- Göreviniz:
Seçilen metinde "Eski ve Yeni" sözleriyle başlayıp "bir idareleri vardı." sözlerine kadar süren bölümü hiçbir değişiklik yapmadan yeniden yazın.

- Seçilen metin:
Bilgi Birikimi

Eski ve Yeni Kadınlar

Mısırlılar

Mısır, Afrika kıtasının şark şimalisinde Nil vadisinden ibarettir. Mısırlılar, eski, medeni, dindar bir kavim idi. Milattan 2500 sene evvel Hindliler, İranlılar, Museviler, Yunanlılar,
Romalılar ve bütün bu meşhur milletler henüz hâl-i vahşette iken Mısırlılar pek çok evvel toprak işlemeyi kumaş dokumayı, maden işlemeği, resim yapmayı, heykel oymayı, yazı yazmayı bilirlerdi. Onların muntazam bir dinî, bir hükümdan ve bir idareleri vardı.

Bir kavmin tarihi, yalnız erkeklerden değil kadınlardan da bahseder. Esasen o kavmin gelişmişliğini, medeni gelişimini vücuda getiren kadınlardır. O halde bir kavmin dininden, ahlâk, sanayi vesaıresinden bahsetmek kadınları unutmak değildir.

- Listelenen veriler:

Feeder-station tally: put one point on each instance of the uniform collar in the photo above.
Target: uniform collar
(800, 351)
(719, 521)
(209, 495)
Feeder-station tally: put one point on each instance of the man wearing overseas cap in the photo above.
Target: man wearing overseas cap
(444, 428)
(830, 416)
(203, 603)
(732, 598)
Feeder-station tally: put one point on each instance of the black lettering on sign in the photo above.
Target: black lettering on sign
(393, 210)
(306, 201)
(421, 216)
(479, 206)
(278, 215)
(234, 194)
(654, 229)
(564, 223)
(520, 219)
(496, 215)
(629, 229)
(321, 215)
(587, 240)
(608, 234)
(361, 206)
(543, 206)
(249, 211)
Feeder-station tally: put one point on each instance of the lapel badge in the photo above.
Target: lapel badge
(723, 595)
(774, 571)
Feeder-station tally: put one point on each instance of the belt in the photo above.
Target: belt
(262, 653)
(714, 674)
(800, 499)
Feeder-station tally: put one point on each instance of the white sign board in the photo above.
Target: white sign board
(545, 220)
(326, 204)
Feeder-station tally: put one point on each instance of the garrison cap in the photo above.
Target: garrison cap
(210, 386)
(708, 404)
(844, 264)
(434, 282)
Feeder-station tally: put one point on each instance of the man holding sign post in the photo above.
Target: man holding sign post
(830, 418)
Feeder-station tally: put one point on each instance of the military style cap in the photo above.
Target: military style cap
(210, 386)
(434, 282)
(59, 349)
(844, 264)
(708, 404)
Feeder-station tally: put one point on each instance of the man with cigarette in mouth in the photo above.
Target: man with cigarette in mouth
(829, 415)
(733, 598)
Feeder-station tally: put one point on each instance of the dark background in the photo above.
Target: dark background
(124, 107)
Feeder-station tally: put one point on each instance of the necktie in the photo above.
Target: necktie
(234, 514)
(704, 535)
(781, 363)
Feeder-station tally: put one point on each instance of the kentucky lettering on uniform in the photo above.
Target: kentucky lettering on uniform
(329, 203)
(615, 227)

- Doğru cevap:
Eski ve Yeni Kadınlar

Mısırlılar

Mısır, Afrika kıtasının şark şimalisinde Nil vadisinden ibarettir. Mısırlılar, eski, medeni, dindar bir kavim idi. Milattan 2500 sene evvel Hindliler, İranlılar, Museviler, Yunanlılar,
Romalılar ve bütün bu meşhur milletler henüz hâl-i vahşette iken Mısırlılar pek çok evvel toprak işlemeyi kumaş dokumayı, maden işlemeği, resim yapmayı, heykel oymayı, yazı yazmayı bilirlerdi. Onların muntazam bir dinî, bir hükümdan ve bir idareleri vardı.